--- 任务目标 ---
续写下面这篇讲单调队列优化 DP 加 Tarjan 点双联通分量做法的题解，从函数头“void tarjan(int u, int father)”之后接着写。

--- 文档片段 ---
给出一种仅使用单调队列优化 DP 和 Tarjan 点双联通分量的做法。
具体上,在 Tarjan 时维护每个点离子树中点的最远距离。
找到环之后用单调队列维护环里的最大值。
#include <iostream>
#include <cstring>
using namespace std;
typedef pair<int, int> PII;
const int N = 400010, M = N << 3;
int n, m, res;
int h[N], nh[N], e[M], ne[M], idx;
int low[N], dfn[N], time_stamp;
int w[N], f[N], q[N], fa[N];
inline void add(int a, int b)
{
e[idx] = b, ne[idx] = h[a], h[a] = idx ++ ;
}
void calc(int root, int u)
{
int cnt = 0;
for (int i = u; i != fa[root]; i = fa[i])
w[ ++ cnt] = f[i];
int hh = 0, tt = 0;
q[0] = cnt * 2;
for (int i = 1; i <= cnt; i ++ ) w[i + cnt] = w[i];
for (int i = cnt * 2 - 1; i >= 1; i -- )
{
while (hh <= tt && q[hh] - i > cnt / 2) hh ++ ;
res = max(res, w[i] + w[q[hh]] + q[hh] - i);
while (hh <= tt && w[q[tt]] + q[tt] <= w[i] + i) tt -- ;
q[ ++ tt] = i;
}
for (int i = 1; i < cnt; i ++ )
f[root] = max(f[root], w[i] + min(i, cnt - i));
}
void tarjan(int u, int father)

--- 存储数据 ---
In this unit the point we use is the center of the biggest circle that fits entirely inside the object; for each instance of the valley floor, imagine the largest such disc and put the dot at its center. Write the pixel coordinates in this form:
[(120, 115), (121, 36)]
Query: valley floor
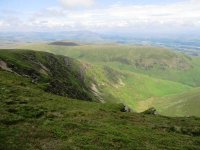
[(33, 119)]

--- 结果 ---
{
dfn[u] = low[u] = ++ time_stamp;
for (int i = h[u]; ~i; i = ne[i])
{
int j = e[i];
if (j == father) continue;
if (!dfn[j])
{
fa[j] = u;
tarjan(j, u);
low[u] = min(low[u], low[j]);
}
else low[u] = min(low[u], dfn[j]);
if (low[j] > dfn[u])
{
res = max(res, f[u] + f[j] + 1);
f[u] = max(f[u], f[j] + 1);
}
}
for (int i = h[u]; ~i; i = ne[i])
{
int j = e[i];
if (fa[j] != u && dfn[j] > dfn[u])
calc(u, j);
}
}
int main()
{
int a, b, c;
memset(h, -1, sizeof h);
scanf("%d%d", &n, &m);
while (m -- )
{
scanf("%d%d", &a, &b);
for (int i = 1; i < a; i ++ )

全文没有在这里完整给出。